Pointing and labeling entries:
::::::::::

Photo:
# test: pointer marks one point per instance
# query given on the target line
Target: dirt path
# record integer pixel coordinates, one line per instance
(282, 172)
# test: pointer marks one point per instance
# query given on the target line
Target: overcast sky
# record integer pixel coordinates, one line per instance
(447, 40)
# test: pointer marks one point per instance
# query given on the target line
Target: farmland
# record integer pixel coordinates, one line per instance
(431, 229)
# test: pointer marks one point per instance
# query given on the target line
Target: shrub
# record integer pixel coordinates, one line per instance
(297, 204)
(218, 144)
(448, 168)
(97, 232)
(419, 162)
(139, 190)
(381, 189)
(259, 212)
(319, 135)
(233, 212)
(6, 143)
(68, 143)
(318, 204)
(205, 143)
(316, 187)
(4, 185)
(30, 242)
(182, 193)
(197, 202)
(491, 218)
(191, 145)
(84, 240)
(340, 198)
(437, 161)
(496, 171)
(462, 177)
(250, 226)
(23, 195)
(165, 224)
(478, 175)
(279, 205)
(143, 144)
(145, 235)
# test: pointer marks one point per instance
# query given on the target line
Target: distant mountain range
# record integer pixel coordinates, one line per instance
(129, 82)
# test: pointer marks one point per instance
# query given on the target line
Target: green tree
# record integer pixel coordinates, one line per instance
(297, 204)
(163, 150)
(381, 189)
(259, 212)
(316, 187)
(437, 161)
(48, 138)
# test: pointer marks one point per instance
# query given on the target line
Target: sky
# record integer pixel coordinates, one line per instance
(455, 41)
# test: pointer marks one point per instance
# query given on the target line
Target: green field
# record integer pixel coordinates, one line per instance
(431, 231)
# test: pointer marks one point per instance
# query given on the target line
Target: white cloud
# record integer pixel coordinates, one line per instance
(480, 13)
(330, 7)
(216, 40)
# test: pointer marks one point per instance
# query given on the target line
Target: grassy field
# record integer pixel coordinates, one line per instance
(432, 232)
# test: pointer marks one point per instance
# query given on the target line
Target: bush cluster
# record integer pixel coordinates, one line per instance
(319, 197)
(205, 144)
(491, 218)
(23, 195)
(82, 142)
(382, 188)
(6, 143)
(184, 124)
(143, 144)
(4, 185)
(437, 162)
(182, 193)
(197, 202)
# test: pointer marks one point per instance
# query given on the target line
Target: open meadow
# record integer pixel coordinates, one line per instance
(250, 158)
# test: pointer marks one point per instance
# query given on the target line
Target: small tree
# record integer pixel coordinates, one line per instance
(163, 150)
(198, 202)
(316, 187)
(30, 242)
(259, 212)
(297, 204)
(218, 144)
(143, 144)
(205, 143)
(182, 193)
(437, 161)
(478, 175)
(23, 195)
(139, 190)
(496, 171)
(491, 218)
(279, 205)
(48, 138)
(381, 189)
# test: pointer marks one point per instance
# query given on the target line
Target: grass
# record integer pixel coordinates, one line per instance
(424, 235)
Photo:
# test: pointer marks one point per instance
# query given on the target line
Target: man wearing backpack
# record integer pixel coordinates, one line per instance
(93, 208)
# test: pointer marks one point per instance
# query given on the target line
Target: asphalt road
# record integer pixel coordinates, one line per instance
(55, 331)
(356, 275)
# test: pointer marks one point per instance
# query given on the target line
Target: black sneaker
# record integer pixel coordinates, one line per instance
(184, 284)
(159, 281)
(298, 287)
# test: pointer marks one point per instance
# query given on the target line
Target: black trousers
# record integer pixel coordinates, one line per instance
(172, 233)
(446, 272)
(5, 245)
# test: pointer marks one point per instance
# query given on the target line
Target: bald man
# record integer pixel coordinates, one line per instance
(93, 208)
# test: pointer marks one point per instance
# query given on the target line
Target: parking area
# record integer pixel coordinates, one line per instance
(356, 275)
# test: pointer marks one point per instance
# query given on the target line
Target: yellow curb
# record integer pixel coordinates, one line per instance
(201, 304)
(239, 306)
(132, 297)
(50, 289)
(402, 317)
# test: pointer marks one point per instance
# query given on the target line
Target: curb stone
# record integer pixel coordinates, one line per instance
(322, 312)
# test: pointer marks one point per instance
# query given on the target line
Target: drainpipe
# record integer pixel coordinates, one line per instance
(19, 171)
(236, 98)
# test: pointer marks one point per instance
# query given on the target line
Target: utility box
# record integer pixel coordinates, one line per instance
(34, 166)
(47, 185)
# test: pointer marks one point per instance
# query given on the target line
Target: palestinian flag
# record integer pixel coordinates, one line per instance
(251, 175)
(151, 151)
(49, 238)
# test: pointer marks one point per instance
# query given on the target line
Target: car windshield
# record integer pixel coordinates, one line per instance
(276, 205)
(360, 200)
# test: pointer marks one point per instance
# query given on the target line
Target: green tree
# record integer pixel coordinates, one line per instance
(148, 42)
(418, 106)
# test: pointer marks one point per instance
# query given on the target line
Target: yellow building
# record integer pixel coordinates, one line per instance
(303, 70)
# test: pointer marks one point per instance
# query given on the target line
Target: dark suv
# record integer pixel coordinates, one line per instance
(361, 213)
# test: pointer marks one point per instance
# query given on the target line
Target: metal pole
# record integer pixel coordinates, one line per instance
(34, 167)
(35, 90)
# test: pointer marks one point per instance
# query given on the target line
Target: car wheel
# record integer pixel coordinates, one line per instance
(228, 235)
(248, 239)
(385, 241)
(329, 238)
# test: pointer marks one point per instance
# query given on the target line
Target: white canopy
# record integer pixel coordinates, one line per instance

::::::::::

Faithfully copy every entry, leaving nothing out.

* WRITTEN SOLUTION *
Photo:
# test: pointer marks one point per instance
# query given on the target line
Target: dirt path
# record integer pixel coordinates, one line per instance
(282, 172)
# test: pointer marks one point per instance
# query given on the target line
Target: overcast sky
# record integer pixel coordinates, one line per instance
(447, 40)
# test: pointer marks one point per instance
# query given on the target line
Target: farmland
# record integer pixel coordinates, one line per instance
(431, 229)
# test: pointer marks one point per instance
# query given on the target line
Target: shrub
# record integer pixel coordinates, one line per instance
(297, 204)
(218, 144)
(448, 168)
(97, 232)
(419, 162)
(139, 190)
(381, 189)
(259, 212)
(319, 135)
(233, 212)
(6, 143)
(68, 143)
(318, 204)
(205, 143)
(316, 187)
(4, 185)
(30, 242)
(182, 193)
(197, 202)
(491, 218)
(191, 145)
(84, 240)
(340, 198)
(437, 161)
(496, 171)
(462, 177)
(250, 226)
(23, 195)
(165, 224)
(478, 175)
(279, 205)
(143, 144)
(145, 235)
# test: pointer marks one point per instance
# query given on the target line
Target: distant mountain range
# record integer pixel coordinates, one line per instance
(129, 82)
# test: pointer marks one point per instance
# query given on the target line
Target: green tree
# record integer pixel coordinates, one line per instance
(297, 204)
(163, 150)
(381, 189)
(259, 212)
(316, 187)
(437, 161)
(48, 138)
# test: pointer marks one point per instance
# query given on the target line
Target: sky
# record integer pixel coordinates, one line per instance
(455, 41)
# test: pointer marks one point per instance
# query given on the target line
Target: green field
# record integer pixel coordinates, one line per instance
(431, 231)
# test: pointer marks one point per instance
# query given on the target line
Target: white cloud
# record integer pixel coordinates, one line per instance
(480, 13)
(330, 7)
(216, 40)
# test: pointer marks one point per instance
# query given on the target line
Target: grassy field
# record integer pixel coordinates, one line per instance
(432, 232)
# test: pointer marks one point per instance
# query given on the target line
Target: bush cluster
# record integer pixel coordinates, one line per instance
(319, 197)
(205, 144)
(491, 218)
(23, 195)
(82, 142)
(382, 188)
(6, 143)
(184, 124)
(143, 144)
(4, 185)
(437, 162)
(182, 193)
(197, 202)
# test: pointer marks one point per instance
# query given on the target line
Target: open meadow
# record integer pixel coordinates, one line per instance
(250, 158)
# test: pointer marks one point per instance
# query given on the target line
Target: small tree
# record integer pixel coordinates, one line per instance
(163, 150)
(198, 202)
(316, 187)
(30, 242)
(259, 212)
(297, 204)
(218, 144)
(143, 144)
(205, 143)
(182, 193)
(437, 161)
(478, 175)
(23, 195)
(139, 190)
(496, 171)
(491, 218)
(279, 205)
(48, 138)
(381, 189)
# test: pointer marks one point per instance
# query given on the target line
Target: grass
# record integer pixel coordinates, one line per instance
(424, 235)
Photo:
# test: pointer marks one point per instance
# query given on the target line
Target: man wearing backpack
# record integer pixel coordinates, one line per instance
(93, 208)
# test: pointer marks one point per instance
# query given on the target line
Target: asphalt road
# record integer pixel coordinates, one line per instance
(55, 331)
(356, 275)
# test: pointer marks one point per instance
# query given on the target line
Target: black sneaker
# record integer pixel coordinates, one line per instance
(184, 284)
(159, 281)
(298, 287)
# test: pointer marks one point per instance
# query given on the target line
Target: black trousers
# record integer pixel coordinates, one line per instance
(172, 233)
(446, 272)
(5, 245)
# test: pointer marks one point per instance
# query given on the target line
Target: bald man
# record integer pixel coordinates, one line per instance
(93, 208)
# test: pointer marks one point per instance
# query given on the target line
Target: parking area
# record integer pixel coordinates, one line per instance
(356, 275)
# test: pointer marks one point per instance
# query given on the target line
Target: yellow curb
# record integer pixel coordinates, one line per instance
(201, 304)
(239, 306)
(132, 297)
(50, 289)
(402, 317)
# test: pointer marks one point per instance
# query given on the target line
Target: curb stone
# record integer pixel coordinates, one line per instance
(322, 312)
# test: pointer marks one point per instance
# query given on the target line
Target: drainpipe
# record integer pixel coordinates, one line per instance
(19, 171)
(236, 98)
# test: pointer marks one point per instance
# query given on the target line
Target: utility box
# record integer pixel coordinates, one line per instance
(34, 166)
(47, 185)
# test: pointer marks one point per instance
# query given on the target line
Target: palestinian flag
# record integer pixel coordinates, one line per instance
(251, 175)
(151, 151)
(49, 238)
# test: pointer marks one point per instance
# query given on the target line
Target: car windshield
# record integer pixel coordinates, one line per instance
(276, 205)
(360, 200)
# test: pointer marks one point per instance
# query given on the target line
Target: green tree
# record integer pixel coordinates, one line per instance
(148, 42)
(418, 106)
# test: pointer marks one point per instance
# query given on the target line
Target: yellow building
# record integer pixel coordinates, one line per instance
(303, 70)
# test: pointer marks one point per instance
# query given on the target line
Target: dark suv
# record integer pixel coordinates, one line per instance
(361, 213)
# test: pointer marks one point per instance
# query given on the target line
Target: metal pole
# record integer pixel coordinates, one line per instance
(34, 167)
(35, 90)
# test: pointer marks one point per instance
# query given on the target line
Target: car wheel
# record integer pixel coordinates, one line per instance
(228, 235)
(248, 239)
(385, 241)
(329, 238)
# test: pointer marks one point per instance
# query given on the target line
Target: white canopy
# record integer pixel coordinates, one line per instance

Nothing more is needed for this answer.